### Aim
Recast the rows below, from the line with "point_to(query) locates the shrub" up to and including the line with "x=279, y=250", as a two-column CSV with the headers text and answer. Give one line per row, putting each field in double quotes and turning line breaks into spaces.

::: Records for this exercise

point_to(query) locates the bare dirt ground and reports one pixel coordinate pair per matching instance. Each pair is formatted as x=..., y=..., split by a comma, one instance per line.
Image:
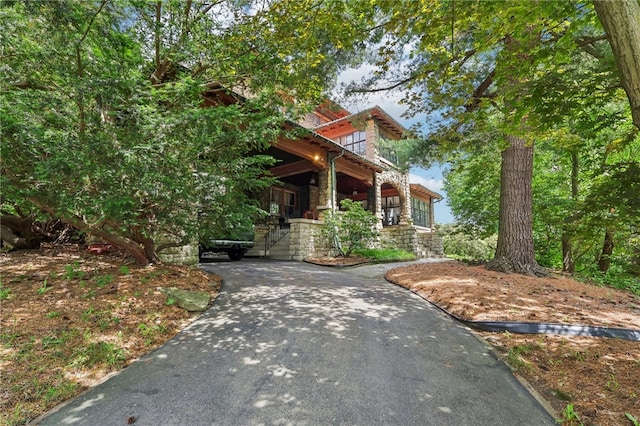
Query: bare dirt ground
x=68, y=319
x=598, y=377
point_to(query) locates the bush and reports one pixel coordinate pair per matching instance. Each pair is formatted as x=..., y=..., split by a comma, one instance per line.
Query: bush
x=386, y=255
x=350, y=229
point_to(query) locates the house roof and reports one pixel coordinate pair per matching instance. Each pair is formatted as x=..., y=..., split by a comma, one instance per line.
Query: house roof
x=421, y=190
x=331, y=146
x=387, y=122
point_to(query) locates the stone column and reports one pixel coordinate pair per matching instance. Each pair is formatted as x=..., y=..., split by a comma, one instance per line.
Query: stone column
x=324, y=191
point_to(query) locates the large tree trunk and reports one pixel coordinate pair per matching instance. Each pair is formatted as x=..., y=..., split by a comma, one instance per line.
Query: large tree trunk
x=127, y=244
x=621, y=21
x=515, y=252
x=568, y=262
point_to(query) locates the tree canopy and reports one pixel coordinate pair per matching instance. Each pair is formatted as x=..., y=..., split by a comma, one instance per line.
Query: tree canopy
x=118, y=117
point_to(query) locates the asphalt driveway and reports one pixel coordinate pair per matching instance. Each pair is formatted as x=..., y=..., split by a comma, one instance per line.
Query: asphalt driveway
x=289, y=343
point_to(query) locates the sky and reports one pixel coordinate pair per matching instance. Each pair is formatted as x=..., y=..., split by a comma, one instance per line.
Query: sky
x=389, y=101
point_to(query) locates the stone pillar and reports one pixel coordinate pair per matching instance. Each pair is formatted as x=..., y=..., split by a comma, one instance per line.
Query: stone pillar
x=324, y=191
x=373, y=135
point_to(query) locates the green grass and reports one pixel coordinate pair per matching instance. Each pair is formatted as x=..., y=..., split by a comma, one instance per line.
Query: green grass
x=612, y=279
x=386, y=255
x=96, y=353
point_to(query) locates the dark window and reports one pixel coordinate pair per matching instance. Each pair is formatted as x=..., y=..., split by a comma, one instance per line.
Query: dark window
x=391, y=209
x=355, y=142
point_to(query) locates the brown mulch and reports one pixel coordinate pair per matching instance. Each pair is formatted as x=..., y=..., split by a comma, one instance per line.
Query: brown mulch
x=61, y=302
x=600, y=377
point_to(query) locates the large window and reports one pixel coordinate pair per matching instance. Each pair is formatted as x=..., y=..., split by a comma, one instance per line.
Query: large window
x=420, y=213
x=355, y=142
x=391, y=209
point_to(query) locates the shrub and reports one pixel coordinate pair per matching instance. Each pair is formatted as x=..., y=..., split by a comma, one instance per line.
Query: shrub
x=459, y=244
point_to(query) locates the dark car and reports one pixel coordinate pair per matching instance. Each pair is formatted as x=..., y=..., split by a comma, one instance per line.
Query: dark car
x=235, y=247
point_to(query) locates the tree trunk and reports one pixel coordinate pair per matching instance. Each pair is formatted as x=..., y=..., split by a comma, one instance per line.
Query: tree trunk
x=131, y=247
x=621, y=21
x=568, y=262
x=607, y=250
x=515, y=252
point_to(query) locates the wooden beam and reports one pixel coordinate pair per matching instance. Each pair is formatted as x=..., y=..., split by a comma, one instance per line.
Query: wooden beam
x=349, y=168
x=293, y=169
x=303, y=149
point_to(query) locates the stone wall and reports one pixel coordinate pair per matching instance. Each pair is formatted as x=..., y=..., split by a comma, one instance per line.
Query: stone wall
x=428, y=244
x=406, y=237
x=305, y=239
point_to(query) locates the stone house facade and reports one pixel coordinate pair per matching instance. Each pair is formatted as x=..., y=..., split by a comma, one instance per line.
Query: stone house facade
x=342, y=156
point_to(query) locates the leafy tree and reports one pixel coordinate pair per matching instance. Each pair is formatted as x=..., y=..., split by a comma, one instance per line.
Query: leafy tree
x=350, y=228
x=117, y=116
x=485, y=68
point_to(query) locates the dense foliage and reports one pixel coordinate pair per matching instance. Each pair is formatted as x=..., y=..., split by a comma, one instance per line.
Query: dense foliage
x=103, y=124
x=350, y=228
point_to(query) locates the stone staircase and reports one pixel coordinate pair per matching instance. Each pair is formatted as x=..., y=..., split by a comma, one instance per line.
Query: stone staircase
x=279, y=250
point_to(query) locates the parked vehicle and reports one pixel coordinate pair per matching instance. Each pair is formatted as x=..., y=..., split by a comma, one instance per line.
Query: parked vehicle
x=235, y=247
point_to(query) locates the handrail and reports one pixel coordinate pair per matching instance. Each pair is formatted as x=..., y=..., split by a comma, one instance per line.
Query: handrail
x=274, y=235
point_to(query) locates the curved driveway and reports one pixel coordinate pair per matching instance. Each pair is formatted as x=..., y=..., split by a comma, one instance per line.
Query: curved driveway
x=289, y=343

::::::
::: Records for this exercise

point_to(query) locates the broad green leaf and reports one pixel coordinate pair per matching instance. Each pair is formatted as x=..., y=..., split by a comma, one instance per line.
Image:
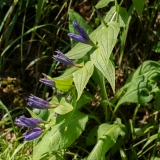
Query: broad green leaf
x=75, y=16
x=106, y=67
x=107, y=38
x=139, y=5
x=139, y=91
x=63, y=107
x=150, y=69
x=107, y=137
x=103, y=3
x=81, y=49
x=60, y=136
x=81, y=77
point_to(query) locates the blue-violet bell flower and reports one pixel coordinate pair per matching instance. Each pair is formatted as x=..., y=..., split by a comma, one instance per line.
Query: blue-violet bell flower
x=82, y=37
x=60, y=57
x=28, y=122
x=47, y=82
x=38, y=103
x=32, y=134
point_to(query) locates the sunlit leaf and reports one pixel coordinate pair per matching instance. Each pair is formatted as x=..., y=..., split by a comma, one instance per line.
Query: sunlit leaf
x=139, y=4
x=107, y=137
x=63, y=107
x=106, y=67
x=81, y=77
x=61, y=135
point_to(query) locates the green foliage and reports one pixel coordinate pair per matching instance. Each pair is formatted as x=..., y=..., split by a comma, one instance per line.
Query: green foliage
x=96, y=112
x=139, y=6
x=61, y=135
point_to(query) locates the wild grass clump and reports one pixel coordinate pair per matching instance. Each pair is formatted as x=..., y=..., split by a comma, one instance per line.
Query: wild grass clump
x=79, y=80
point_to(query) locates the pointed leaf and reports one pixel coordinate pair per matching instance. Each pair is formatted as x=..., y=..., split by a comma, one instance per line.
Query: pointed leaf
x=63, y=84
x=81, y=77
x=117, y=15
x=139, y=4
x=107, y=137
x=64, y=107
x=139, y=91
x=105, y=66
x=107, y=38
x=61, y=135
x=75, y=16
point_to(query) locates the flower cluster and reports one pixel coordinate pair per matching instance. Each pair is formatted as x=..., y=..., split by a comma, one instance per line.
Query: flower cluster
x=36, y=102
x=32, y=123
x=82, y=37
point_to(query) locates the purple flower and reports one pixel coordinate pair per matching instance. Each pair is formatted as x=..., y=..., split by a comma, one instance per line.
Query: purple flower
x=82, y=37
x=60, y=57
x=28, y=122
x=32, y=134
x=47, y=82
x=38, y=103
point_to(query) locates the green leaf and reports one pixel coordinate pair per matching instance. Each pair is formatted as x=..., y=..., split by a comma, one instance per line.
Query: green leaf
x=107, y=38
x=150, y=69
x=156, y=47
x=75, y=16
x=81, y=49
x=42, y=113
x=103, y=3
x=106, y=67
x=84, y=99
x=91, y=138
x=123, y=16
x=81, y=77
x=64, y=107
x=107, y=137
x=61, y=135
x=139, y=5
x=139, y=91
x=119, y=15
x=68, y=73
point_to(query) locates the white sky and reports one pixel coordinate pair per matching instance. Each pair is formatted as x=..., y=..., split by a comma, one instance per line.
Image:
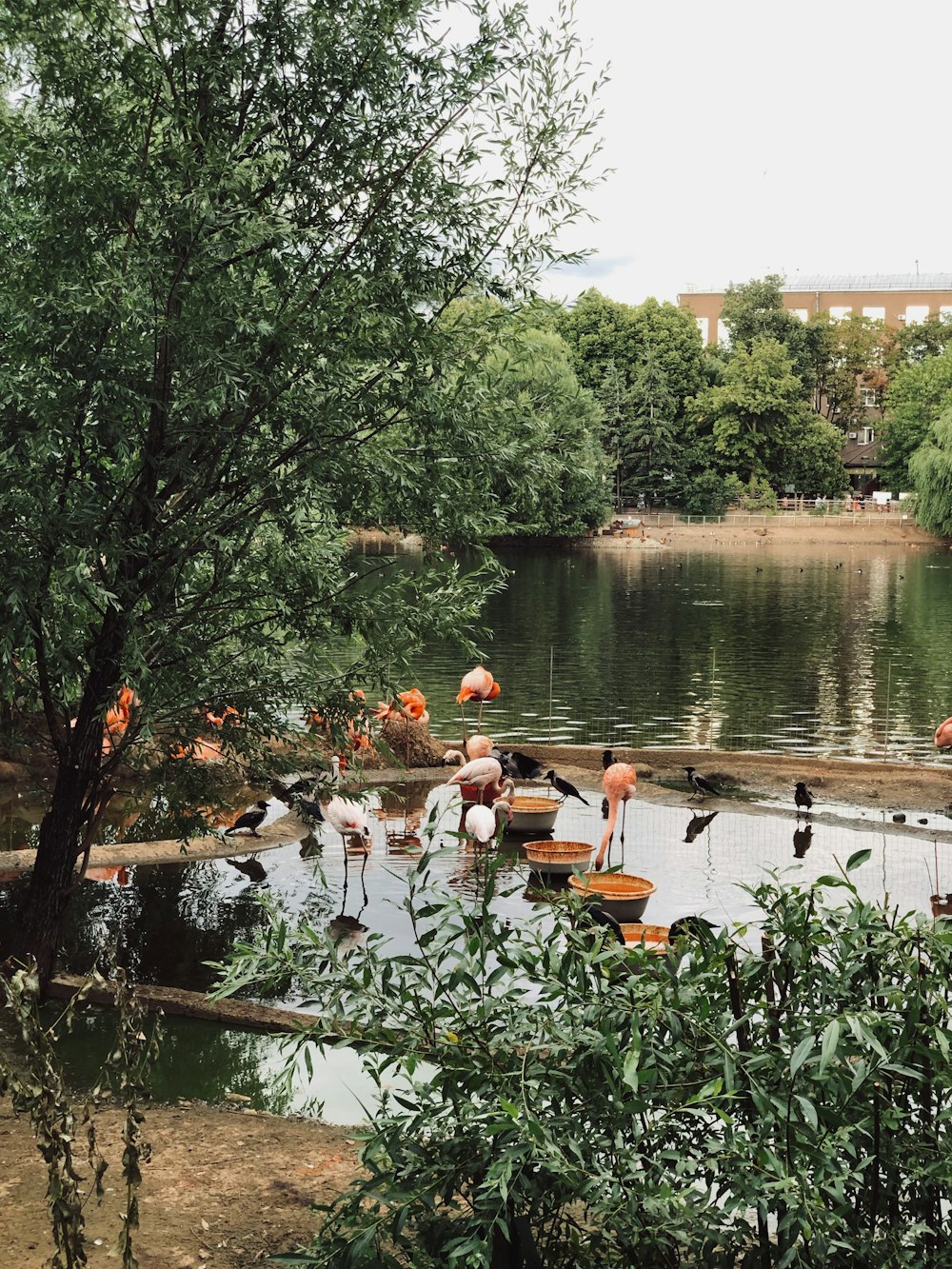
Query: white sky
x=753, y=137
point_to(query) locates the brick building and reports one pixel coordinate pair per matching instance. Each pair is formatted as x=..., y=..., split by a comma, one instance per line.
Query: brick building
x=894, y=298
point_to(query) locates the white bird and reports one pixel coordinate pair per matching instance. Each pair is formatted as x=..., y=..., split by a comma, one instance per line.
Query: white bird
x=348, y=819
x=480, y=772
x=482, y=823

::::::

### Output for this exercise
text,answer
"point_to(query) locates the shrub and reports one pixel coordinate pair per matching instance. Each pair is formatted as x=..., y=..., split by a comma, one instance per line. Query: shrub","x=459, y=244"
"point_to(query) locates the dark car and reports one pixel coordinate pair per matching instance. Each pair is formatted as x=..., y=..., split by a comma, one instance per line. Query: dark car","x=235, y=247"
"point_to(query) locates the tree trunk and reports one pixel coordinate pair per matching instance. Each pair is formatted as x=..., y=..., split by a comma, one instance per line. Query: tree trunk","x=131, y=247 x=621, y=21 x=568, y=262 x=607, y=250 x=515, y=252"
"point_to(query) locates the wooden beam and reports one pixel coordinate pair per matching instance. Each pair is formatted as x=..., y=..., split by a comma, one instance per line. Query: wooden beam","x=349, y=168 x=293, y=169 x=303, y=149"
"point_to(query) locates the stone wall and reports one pixel coordinate pair per matching instance. Each pair is formatted as x=..., y=..., split by a comma, one instance per line. Query: stone wall","x=428, y=244 x=406, y=237 x=305, y=239"
"point_to(query) locates the stone house facade and reports one pixel coordinate pair per matching instance. Each pair is formatted as x=..., y=..., split by a comma, one instance per line. Query: stone house facade","x=342, y=156"
"point_to(query) locates the leafy tree and reports one pixel coordinate pair per matching instance. Each pair is formatted as x=..., y=..., split by a comma, one instance per line. Query: leafy tree","x=350, y=228 x=117, y=116 x=485, y=68"
"point_to(query) locates the dense foliage and reports one pixel coordinate pair per matching instance. Each pair is formatted as x=..., y=..., split by a comma, one instance per line. Query: dense foliage","x=103, y=124 x=350, y=228"
"point_to(query) locates the stone staircase and reports one pixel coordinate pair per matching instance. Each pair is formatted as x=..., y=..., split by a comma, one instance per line. Query: stone staircase","x=279, y=250"